Given instruction: Show each line in the records below that contains the string "white", copying every such line in full. Case counts.

Available records:
* * * *
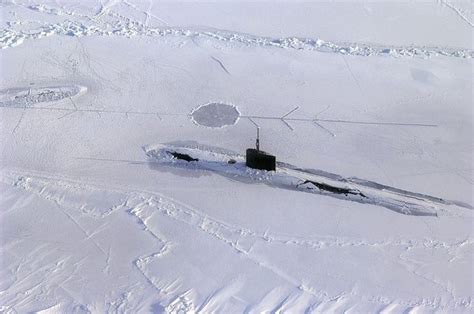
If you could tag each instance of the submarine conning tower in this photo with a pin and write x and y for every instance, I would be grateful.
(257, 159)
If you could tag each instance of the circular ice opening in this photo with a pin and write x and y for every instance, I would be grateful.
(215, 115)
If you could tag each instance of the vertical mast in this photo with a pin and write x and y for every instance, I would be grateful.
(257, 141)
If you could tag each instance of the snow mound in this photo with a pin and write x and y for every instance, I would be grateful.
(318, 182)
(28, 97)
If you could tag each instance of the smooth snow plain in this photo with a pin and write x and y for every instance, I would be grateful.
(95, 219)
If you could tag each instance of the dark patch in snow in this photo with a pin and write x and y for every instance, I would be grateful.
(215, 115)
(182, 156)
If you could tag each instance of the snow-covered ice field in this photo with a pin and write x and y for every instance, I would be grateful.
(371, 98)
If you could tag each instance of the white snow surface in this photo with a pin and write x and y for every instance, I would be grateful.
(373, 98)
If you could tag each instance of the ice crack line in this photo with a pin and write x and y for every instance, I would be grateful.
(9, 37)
* * * *
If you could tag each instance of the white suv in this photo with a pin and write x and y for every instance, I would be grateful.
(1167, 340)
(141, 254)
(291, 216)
* * * *
Result:
If you could tag each instance of the white snow surface in this photo with a pin and write x and y for every instance, I would be grateful.
If you could tag each instance of the white suv in this photo with a pin and write x and y for every instance, I would be grateful.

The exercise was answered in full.